The exercise → Extract, exactly as written, all lines of the material below from the line that includes "The response SHOULD mark one point per instance of the chain" through its last line.

Given data →
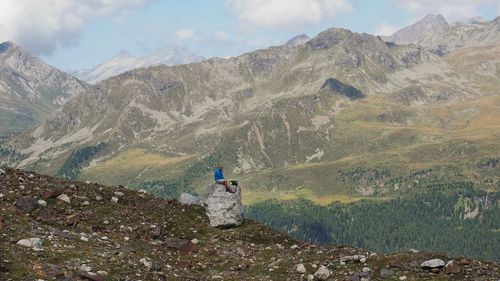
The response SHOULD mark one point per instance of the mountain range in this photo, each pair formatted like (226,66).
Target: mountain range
(30,89)
(367,121)
(124,62)
(357,102)
(436,34)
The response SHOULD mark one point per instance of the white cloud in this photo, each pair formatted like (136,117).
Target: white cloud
(451,9)
(185,34)
(285,13)
(221,35)
(385,29)
(42,25)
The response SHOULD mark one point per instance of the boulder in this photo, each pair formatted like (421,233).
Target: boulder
(434,263)
(30,242)
(300,268)
(323,273)
(27,204)
(224,209)
(386,273)
(188,199)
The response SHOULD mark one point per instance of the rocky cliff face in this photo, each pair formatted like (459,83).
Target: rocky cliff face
(58,229)
(30,90)
(430,24)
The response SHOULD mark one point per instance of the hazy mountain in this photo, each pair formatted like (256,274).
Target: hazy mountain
(30,89)
(477,19)
(436,35)
(419,30)
(123,62)
(341,101)
(298,40)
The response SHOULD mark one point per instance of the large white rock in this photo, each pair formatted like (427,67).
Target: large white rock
(434,263)
(188,199)
(30,242)
(224,209)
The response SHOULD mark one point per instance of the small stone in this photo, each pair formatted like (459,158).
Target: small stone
(322,273)
(26,204)
(85,268)
(146,262)
(65,198)
(386,273)
(301,268)
(434,263)
(53,193)
(452,267)
(30,242)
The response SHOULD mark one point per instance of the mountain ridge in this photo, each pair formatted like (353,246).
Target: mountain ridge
(30,89)
(124,61)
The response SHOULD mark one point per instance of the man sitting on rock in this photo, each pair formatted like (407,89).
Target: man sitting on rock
(219,178)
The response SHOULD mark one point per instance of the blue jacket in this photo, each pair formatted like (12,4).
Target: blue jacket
(218,174)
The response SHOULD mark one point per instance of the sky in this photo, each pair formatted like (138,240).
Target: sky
(75,35)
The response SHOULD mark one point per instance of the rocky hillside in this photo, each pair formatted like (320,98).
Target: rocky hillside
(124,62)
(30,90)
(434,33)
(53,229)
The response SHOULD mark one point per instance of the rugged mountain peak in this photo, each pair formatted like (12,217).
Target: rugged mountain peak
(429,24)
(7,45)
(124,62)
(123,54)
(329,38)
(433,19)
(477,19)
(30,89)
(298,40)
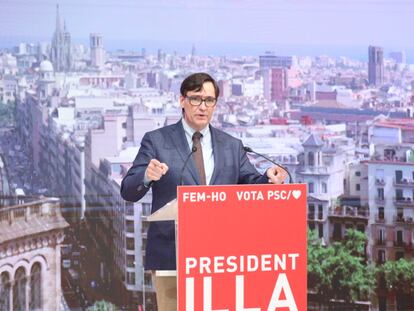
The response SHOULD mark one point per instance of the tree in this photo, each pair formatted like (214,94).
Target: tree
(339,271)
(7,114)
(399,276)
(103,306)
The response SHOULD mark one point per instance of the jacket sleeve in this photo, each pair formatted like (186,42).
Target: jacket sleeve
(132,186)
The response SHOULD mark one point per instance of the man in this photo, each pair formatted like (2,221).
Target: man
(216,158)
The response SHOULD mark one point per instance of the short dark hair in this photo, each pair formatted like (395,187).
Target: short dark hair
(195,81)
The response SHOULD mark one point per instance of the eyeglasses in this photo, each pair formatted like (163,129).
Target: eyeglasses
(197,100)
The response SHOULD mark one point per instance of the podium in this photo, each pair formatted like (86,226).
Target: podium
(240,247)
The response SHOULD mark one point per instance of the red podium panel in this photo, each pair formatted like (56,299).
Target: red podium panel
(242,248)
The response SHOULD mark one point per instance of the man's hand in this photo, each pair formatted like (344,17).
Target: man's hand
(276,175)
(155,170)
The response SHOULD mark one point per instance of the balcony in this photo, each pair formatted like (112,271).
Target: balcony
(314,170)
(315,216)
(399,244)
(399,219)
(379,218)
(380,242)
(403,201)
(380,200)
(404,183)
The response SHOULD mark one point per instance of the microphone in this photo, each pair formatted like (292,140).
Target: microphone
(250,150)
(193,149)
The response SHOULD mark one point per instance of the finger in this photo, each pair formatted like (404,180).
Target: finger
(164,168)
(155,162)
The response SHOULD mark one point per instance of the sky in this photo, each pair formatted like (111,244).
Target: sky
(245,26)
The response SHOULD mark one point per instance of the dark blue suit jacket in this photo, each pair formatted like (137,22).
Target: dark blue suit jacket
(169,145)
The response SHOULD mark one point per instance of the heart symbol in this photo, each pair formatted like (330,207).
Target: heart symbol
(296,193)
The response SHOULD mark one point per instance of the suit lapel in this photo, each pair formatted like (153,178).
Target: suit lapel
(178,138)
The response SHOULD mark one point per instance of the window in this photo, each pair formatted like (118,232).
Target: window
(320,211)
(311,211)
(320,231)
(399,255)
(399,194)
(380,193)
(146,209)
(400,214)
(311,187)
(311,159)
(380,213)
(337,233)
(129,210)
(19,290)
(399,238)
(361,228)
(130,243)
(130,261)
(381,236)
(379,174)
(131,278)
(324,187)
(4,291)
(398,176)
(381,256)
(130,226)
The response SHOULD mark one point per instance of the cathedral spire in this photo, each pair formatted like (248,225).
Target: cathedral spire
(58,24)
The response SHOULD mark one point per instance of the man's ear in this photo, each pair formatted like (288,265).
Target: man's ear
(182,99)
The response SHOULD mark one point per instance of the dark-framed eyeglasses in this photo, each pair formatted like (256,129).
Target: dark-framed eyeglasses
(197,100)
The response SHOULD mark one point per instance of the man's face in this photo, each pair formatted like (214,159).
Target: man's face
(198,117)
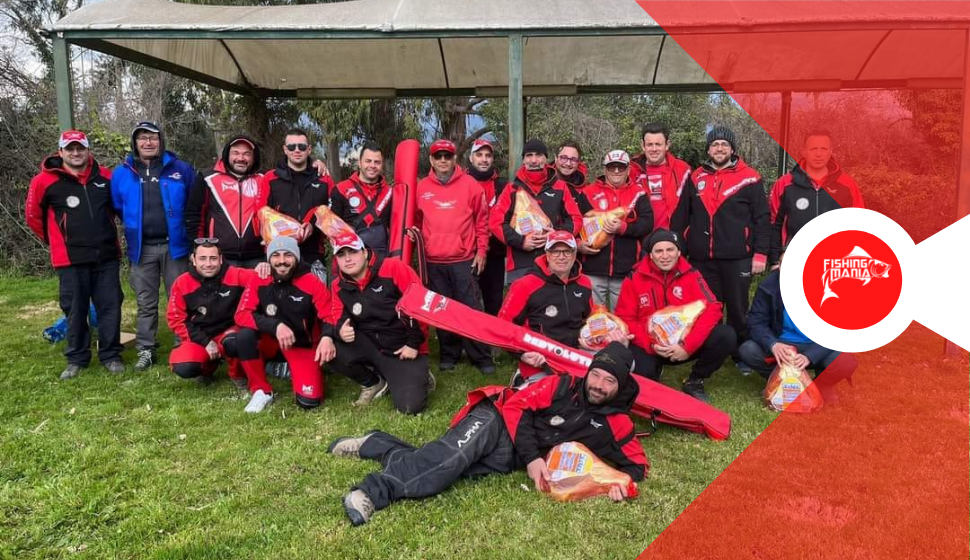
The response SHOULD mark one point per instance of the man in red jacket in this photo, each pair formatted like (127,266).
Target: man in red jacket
(364,201)
(377,347)
(452,216)
(608,265)
(724,219)
(663,175)
(201,313)
(498,431)
(666,279)
(69,208)
(286,312)
(817,185)
(539,182)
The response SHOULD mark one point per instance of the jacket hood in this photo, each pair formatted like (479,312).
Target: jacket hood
(254,168)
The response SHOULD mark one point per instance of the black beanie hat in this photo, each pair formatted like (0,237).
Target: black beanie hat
(535,146)
(721,133)
(661,235)
(615,359)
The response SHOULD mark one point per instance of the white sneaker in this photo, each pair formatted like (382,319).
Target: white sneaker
(259,401)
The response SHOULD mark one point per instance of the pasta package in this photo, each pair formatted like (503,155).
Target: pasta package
(670,325)
(330,224)
(528,217)
(576,474)
(791,389)
(593,233)
(273,224)
(600,323)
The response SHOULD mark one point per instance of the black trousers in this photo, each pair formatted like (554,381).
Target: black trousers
(492,283)
(730,280)
(477,446)
(456,281)
(80,285)
(407,380)
(708,358)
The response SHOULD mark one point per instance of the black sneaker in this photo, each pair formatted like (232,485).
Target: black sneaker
(695,388)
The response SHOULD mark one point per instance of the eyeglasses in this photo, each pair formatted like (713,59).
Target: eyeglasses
(562,252)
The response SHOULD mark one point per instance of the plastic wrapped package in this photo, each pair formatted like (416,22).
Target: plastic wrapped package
(791,389)
(576,474)
(593,233)
(600,323)
(330,224)
(670,325)
(528,217)
(273,224)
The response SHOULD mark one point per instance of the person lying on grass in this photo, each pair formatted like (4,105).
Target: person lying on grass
(499,430)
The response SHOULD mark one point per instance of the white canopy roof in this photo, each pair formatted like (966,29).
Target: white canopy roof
(374,48)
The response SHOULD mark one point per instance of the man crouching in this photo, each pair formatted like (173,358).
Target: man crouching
(498,431)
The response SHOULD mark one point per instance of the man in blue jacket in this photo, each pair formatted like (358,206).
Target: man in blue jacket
(773,336)
(149,191)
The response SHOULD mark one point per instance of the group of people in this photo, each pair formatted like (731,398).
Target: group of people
(685,236)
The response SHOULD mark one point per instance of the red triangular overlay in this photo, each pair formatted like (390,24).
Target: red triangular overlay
(883,474)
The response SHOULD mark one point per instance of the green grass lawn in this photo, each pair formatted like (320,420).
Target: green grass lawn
(146,465)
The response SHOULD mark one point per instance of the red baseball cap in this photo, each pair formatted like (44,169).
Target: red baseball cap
(347,240)
(69,137)
(481,143)
(560,237)
(442,146)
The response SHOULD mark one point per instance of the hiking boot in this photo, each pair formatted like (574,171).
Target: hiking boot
(348,446)
(145,360)
(280,370)
(358,507)
(368,394)
(72,370)
(240,383)
(695,388)
(259,401)
(115,367)
(744,368)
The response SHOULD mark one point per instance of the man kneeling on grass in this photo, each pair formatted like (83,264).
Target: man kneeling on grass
(498,431)
(201,314)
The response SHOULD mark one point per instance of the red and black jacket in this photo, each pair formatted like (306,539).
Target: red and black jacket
(665,183)
(796,199)
(493,185)
(200,308)
(554,410)
(553,198)
(723,214)
(302,303)
(370,305)
(73,214)
(648,290)
(224,206)
(366,208)
(297,194)
(622,253)
(547,305)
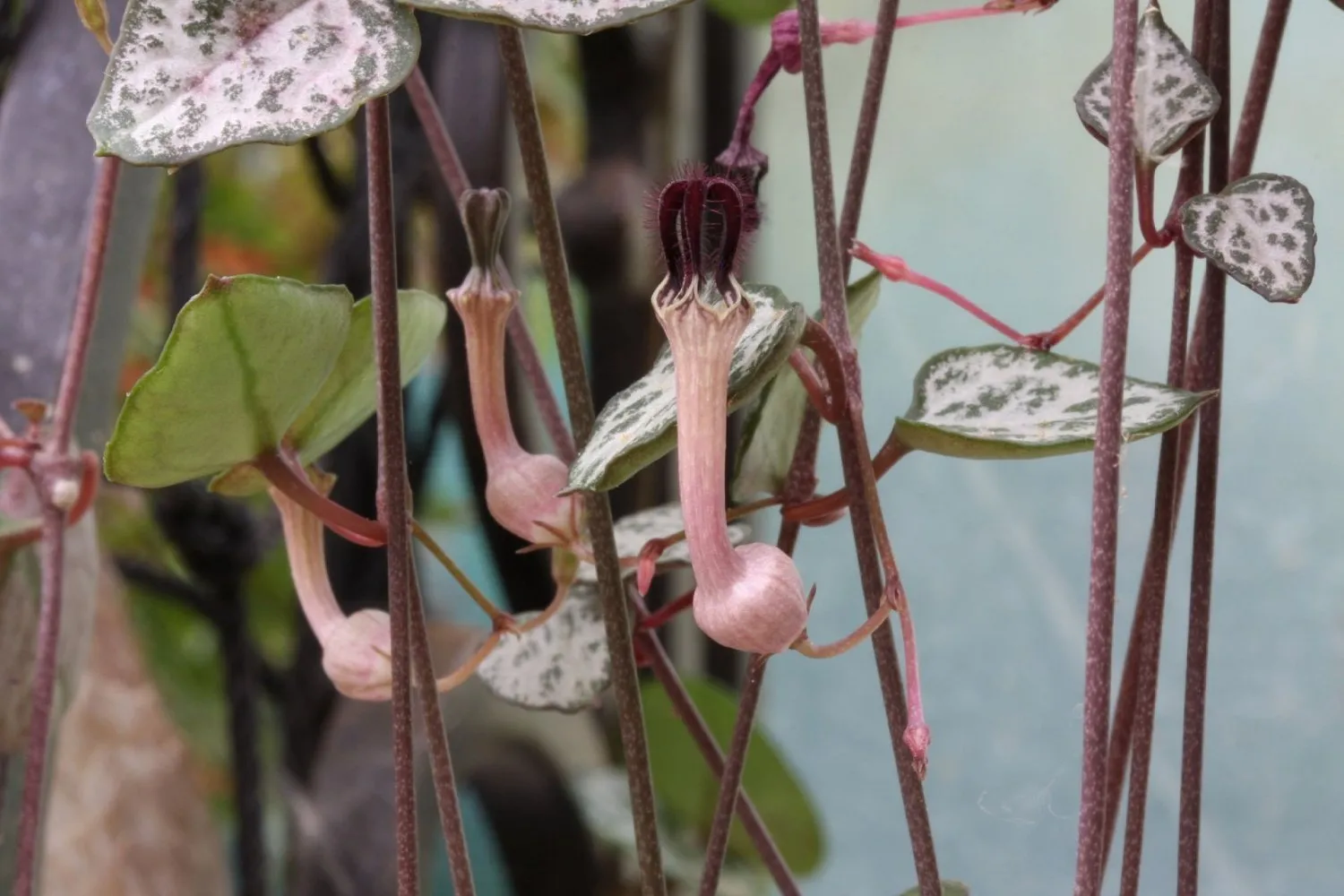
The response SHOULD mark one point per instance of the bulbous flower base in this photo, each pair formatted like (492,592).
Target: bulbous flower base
(763,610)
(521,493)
(358,656)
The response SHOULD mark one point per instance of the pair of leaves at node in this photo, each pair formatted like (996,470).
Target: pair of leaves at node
(254,363)
(564,662)
(191,77)
(1260,228)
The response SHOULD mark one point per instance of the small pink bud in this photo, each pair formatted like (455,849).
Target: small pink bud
(521,489)
(747,598)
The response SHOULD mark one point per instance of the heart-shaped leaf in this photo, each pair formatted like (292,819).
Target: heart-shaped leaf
(562,664)
(639,425)
(634,530)
(949,888)
(191,77)
(771,430)
(245,358)
(688,791)
(569,16)
(349,394)
(1005,402)
(1174,99)
(1261,231)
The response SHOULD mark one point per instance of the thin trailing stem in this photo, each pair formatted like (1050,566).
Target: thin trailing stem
(1101,597)
(854,445)
(392,492)
(521,338)
(1140,659)
(730,780)
(1206,481)
(699,729)
(624,673)
(441,761)
(56,458)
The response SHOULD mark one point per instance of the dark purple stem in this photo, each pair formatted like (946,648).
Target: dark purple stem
(854,446)
(54,521)
(521,338)
(624,673)
(730,780)
(1206,481)
(392,497)
(1101,598)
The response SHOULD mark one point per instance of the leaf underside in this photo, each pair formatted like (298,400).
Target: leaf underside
(191,77)
(639,425)
(636,530)
(562,665)
(567,16)
(771,430)
(1005,402)
(349,394)
(1261,231)
(244,359)
(1174,99)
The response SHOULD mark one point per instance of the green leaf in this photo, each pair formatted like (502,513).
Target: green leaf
(1174,99)
(1261,231)
(752,13)
(633,530)
(562,664)
(1005,402)
(687,791)
(245,358)
(771,430)
(569,16)
(639,425)
(191,77)
(949,888)
(349,392)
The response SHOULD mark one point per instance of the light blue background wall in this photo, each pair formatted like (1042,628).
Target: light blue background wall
(984,177)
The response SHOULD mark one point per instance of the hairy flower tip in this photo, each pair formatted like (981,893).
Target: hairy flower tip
(762,610)
(358,656)
(701,228)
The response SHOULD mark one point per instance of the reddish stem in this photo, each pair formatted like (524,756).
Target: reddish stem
(346,522)
(897,271)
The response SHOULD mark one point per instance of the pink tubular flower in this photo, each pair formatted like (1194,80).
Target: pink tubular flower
(521,487)
(357,649)
(747,598)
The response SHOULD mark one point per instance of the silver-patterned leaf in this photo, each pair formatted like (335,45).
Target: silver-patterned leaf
(1005,402)
(634,530)
(1261,231)
(559,665)
(191,77)
(1174,99)
(771,432)
(570,16)
(639,425)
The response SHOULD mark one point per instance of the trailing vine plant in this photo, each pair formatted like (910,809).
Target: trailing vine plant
(261,376)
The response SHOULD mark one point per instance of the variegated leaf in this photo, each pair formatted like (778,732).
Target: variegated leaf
(191,77)
(1261,231)
(639,425)
(1174,99)
(570,16)
(1005,402)
(562,664)
(634,530)
(771,432)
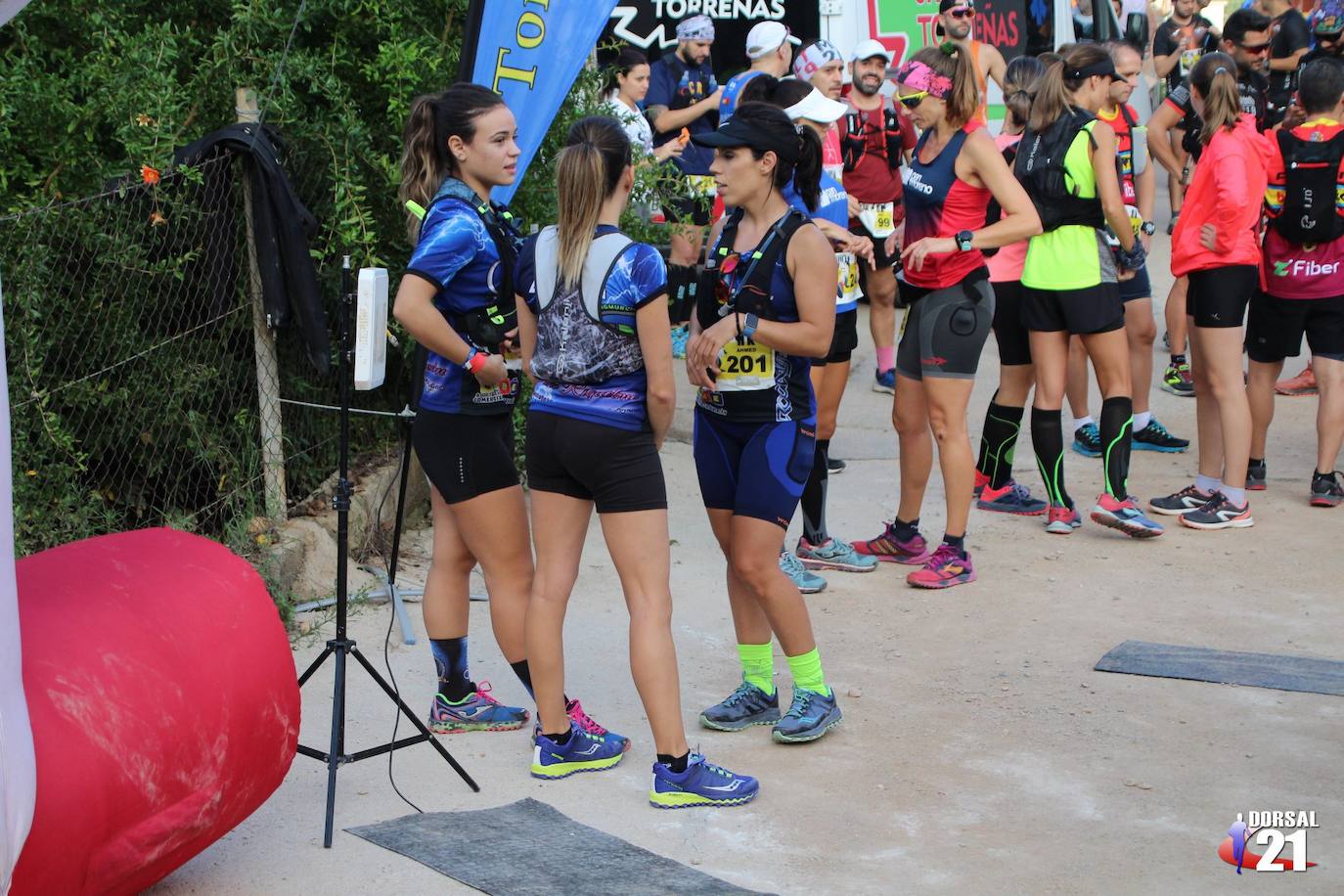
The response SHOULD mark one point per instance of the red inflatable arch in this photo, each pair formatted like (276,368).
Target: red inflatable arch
(162,701)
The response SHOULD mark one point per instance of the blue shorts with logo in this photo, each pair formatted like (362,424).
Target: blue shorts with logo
(753,469)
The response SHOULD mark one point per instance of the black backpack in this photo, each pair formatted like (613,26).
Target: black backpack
(1041,168)
(1309,195)
(753,291)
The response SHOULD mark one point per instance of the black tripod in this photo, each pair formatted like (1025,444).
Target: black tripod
(341,645)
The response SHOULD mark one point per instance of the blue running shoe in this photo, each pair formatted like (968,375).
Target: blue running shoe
(744,707)
(809,718)
(1125,516)
(1156,438)
(701,784)
(584,752)
(477,711)
(884,381)
(807,582)
(834,555)
(1088,439)
(1010,499)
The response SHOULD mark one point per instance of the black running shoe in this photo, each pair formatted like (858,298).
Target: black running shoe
(1326,489)
(1156,438)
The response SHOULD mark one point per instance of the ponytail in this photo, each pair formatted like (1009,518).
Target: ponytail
(949,61)
(1020,79)
(1214,79)
(807,172)
(586,173)
(1055,93)
(425,157)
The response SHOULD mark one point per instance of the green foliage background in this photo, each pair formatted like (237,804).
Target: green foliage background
(89,93)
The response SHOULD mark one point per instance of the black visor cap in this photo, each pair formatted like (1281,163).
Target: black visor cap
(742,133)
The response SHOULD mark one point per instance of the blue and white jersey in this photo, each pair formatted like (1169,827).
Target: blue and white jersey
(457,255)
(833,205)
(586,368)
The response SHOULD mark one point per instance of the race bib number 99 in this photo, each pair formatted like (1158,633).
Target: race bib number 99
(744,367)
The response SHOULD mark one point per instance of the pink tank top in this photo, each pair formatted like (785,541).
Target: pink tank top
(1006,265)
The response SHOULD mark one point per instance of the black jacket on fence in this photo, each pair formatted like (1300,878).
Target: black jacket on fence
(281,226)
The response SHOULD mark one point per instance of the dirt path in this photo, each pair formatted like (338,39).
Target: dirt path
(980,752)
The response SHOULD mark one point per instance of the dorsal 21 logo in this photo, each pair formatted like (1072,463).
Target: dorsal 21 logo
(1273,830)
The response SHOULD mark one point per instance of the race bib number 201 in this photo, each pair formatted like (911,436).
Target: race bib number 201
(744,367)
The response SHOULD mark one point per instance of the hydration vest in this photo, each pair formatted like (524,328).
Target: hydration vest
(1309,194)
(1041,168)
(488,326)
(753,291)
(855,143)
(597,269)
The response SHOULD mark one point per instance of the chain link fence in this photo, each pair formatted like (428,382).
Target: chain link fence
(144,389)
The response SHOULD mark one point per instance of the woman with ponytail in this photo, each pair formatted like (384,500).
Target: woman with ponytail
(457,288)
(1070,280)
(593,320)
(996,489)
(1217,245)
(955,172)
(772,310)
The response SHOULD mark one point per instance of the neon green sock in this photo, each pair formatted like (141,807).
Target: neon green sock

Full answer →
The response SHOULD mark one point per instance of the chain link fence in this photo, each pair formatted like (428,382).
Target: chain link fence
(144,389)
The response SHOULD mark one point per instance of the woman with ponytail in this photo, each pair formatted like (384,500).
Target: woman with ponytail
(457,288)
(1070,280)
(593,320)
(996,489)
(1217,245)
(955,172)
(772,310)
The response SHOULD mark one point per instance of the neon green sock in this photo, each pair formatted like (141,807).
Target: neon green sock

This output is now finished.